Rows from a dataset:

........

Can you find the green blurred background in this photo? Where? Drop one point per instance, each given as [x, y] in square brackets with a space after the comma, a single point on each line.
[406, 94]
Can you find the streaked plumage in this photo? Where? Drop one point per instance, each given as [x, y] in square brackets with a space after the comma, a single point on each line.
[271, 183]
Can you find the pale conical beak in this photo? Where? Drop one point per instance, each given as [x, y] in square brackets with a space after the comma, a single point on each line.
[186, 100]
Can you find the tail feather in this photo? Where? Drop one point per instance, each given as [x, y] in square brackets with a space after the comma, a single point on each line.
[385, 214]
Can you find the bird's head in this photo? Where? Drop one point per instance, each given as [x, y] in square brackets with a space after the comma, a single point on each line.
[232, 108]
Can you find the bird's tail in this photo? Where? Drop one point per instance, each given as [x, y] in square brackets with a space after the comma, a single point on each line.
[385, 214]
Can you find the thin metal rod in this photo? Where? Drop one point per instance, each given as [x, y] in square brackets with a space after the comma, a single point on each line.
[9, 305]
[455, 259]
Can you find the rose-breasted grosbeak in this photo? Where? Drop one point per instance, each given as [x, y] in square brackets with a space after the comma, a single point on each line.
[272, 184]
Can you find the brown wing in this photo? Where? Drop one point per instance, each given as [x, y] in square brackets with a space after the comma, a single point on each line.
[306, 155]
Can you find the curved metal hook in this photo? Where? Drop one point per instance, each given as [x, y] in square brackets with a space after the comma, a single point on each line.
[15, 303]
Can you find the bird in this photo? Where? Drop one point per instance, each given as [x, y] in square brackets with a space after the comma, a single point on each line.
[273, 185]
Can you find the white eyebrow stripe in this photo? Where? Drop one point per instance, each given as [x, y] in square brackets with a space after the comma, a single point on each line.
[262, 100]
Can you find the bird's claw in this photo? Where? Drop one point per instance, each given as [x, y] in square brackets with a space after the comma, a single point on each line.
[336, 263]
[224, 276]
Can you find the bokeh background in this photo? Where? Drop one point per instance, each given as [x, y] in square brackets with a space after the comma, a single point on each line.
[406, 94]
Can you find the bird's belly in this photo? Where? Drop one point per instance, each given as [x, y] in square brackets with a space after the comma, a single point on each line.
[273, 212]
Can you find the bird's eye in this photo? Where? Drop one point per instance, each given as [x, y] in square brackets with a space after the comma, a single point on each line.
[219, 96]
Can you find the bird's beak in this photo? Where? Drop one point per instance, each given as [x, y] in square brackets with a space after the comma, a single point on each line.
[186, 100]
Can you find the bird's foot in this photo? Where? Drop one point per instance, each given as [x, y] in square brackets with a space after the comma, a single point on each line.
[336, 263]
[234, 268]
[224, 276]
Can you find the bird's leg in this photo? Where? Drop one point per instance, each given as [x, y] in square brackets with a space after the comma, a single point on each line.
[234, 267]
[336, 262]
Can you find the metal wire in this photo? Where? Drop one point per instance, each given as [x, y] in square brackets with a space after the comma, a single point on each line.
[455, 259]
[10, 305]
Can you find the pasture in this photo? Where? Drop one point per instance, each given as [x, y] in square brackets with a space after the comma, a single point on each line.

........

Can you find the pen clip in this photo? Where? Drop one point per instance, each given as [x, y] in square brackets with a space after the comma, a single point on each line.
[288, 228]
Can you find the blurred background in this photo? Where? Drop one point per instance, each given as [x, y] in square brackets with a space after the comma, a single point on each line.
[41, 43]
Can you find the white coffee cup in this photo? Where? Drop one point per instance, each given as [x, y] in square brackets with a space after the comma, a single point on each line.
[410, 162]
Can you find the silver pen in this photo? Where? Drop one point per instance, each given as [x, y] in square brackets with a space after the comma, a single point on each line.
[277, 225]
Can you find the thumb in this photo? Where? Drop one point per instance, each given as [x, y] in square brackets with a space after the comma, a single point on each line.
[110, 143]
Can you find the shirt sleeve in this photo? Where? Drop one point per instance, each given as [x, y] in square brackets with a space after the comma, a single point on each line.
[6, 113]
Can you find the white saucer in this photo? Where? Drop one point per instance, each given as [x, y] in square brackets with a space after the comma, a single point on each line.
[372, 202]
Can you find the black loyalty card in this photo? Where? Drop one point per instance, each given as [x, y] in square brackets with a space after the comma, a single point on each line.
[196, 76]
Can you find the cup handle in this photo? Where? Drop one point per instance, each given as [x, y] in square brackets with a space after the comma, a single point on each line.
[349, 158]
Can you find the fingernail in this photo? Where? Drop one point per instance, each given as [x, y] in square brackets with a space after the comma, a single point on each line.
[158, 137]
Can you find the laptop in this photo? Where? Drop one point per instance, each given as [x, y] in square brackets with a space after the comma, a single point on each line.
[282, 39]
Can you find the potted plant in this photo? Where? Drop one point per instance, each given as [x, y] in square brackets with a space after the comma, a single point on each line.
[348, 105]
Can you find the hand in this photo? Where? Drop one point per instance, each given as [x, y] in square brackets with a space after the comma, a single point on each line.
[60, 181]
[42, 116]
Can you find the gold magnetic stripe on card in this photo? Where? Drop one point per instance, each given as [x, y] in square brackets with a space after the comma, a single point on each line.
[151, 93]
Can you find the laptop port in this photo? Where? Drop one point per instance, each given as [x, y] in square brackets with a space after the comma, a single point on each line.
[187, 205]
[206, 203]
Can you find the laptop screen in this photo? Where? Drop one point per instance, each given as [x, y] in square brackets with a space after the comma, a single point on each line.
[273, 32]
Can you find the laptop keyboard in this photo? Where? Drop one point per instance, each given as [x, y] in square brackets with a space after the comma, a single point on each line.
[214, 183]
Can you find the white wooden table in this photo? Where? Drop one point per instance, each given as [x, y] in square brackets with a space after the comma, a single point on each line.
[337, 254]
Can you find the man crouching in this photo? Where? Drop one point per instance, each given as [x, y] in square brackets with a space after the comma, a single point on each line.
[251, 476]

........

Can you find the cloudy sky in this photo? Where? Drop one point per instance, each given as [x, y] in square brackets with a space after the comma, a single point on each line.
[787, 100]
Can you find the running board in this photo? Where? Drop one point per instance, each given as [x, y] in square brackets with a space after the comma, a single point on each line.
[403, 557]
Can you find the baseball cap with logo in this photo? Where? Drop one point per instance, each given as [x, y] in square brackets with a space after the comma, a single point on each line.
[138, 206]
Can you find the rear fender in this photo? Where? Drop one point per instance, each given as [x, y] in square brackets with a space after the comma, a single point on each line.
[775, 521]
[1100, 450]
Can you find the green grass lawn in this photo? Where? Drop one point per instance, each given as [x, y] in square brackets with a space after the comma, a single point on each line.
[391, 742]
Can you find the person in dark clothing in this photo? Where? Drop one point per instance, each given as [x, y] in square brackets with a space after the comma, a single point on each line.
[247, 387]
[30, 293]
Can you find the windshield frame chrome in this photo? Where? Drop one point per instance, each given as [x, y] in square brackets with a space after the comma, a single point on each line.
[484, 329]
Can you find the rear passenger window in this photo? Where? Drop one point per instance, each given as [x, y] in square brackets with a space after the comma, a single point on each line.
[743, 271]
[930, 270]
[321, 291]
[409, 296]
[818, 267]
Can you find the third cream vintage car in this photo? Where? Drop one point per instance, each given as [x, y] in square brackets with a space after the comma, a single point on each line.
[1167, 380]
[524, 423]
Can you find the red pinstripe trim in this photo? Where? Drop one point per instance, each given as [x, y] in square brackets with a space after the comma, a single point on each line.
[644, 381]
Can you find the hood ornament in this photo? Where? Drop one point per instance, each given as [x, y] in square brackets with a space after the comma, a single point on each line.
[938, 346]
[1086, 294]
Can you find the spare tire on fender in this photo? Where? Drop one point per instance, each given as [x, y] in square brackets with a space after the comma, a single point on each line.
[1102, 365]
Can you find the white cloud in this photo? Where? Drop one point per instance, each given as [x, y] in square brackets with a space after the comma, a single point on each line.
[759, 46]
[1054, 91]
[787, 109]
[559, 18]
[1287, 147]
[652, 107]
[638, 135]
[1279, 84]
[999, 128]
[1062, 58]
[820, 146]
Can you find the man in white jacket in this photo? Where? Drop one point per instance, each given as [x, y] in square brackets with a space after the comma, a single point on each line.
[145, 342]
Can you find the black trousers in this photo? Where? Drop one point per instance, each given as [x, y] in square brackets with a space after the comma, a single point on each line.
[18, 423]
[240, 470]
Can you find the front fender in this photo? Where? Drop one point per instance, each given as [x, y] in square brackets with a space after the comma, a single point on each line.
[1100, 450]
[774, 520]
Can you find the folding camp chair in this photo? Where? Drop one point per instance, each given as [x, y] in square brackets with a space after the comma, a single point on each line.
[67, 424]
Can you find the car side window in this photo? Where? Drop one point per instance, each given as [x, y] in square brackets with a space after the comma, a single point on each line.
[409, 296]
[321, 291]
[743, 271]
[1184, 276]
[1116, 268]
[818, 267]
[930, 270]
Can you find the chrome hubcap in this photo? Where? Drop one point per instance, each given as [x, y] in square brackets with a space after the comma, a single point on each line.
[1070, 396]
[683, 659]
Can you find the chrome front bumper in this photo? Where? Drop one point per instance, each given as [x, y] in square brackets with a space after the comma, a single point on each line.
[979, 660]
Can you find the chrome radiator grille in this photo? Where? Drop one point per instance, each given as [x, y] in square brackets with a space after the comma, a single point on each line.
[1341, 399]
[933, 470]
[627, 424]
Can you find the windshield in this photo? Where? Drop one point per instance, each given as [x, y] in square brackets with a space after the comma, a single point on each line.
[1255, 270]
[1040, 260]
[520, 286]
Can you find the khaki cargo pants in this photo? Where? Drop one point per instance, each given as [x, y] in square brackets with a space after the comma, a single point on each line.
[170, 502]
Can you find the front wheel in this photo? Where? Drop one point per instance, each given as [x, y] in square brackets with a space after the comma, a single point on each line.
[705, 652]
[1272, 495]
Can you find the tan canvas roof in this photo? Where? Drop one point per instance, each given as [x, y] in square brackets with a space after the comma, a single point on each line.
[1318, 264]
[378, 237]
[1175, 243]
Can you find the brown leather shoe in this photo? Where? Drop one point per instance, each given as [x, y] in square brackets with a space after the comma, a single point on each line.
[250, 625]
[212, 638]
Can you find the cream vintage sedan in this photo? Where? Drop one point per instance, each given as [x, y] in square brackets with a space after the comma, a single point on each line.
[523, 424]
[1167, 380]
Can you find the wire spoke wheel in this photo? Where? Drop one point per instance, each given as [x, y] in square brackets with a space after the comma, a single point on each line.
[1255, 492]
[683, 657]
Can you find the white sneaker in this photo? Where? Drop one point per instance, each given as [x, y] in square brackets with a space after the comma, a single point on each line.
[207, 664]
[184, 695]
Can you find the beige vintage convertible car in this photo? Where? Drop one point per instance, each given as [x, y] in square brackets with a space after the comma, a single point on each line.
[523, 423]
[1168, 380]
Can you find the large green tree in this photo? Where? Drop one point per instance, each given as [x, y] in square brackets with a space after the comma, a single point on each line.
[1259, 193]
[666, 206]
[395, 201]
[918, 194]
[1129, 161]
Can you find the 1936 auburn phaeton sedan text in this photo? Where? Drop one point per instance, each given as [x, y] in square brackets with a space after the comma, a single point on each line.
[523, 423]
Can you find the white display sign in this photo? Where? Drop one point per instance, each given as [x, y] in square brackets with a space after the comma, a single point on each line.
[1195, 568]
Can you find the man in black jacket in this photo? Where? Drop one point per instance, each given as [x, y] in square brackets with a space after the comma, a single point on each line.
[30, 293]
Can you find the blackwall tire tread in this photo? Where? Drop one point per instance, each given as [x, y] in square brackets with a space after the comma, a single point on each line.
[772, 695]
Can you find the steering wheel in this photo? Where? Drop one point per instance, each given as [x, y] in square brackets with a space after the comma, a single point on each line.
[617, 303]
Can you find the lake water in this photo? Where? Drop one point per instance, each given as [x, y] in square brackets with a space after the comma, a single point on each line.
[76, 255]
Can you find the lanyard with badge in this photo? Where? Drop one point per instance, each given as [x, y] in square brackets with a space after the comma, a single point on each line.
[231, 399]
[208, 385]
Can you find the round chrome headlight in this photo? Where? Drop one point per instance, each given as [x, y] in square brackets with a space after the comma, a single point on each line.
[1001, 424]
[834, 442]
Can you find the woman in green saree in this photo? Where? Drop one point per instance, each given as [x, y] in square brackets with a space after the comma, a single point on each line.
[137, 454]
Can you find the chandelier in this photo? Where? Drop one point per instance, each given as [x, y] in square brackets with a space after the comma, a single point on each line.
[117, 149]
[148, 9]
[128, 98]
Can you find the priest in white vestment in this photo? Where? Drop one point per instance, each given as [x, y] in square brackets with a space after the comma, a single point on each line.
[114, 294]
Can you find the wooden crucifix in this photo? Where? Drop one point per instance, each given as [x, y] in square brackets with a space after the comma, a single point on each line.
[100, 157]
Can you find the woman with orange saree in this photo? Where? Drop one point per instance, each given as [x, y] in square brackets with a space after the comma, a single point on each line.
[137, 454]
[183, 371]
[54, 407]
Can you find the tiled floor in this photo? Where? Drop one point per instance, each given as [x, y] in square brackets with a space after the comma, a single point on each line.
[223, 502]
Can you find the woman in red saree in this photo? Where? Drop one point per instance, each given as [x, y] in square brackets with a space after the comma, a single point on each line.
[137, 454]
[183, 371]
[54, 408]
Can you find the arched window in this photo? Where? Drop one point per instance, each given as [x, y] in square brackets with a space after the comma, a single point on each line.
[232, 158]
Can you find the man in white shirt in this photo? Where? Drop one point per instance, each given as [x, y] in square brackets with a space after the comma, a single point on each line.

........

▸ TASK DIRECTIONS: Can you pull out the lines above, unchanged, from the one containing "Can you find the bird's leg" through the one containing "Can you find the pasture", with both end lines included?

▸ THE SOLUTION:
Can you find the bird's leg in this photo? Where? Drop one point per instance, each given as [x, y] in square brackets with a space after the comma, a single point on each line.
[234, 267]
[336, 262]
Can you find the metal wire in this photo? Where? Drop one point per instance, each given as [x, y] in square brackets with a space after the comma, a single point on each line.
[455, 259]
[10, 305]
Can you find the pasture in this photo? Where? Drop one point per instance, each given as [x, y] in square brackets with a space after the comma, a single point on each line.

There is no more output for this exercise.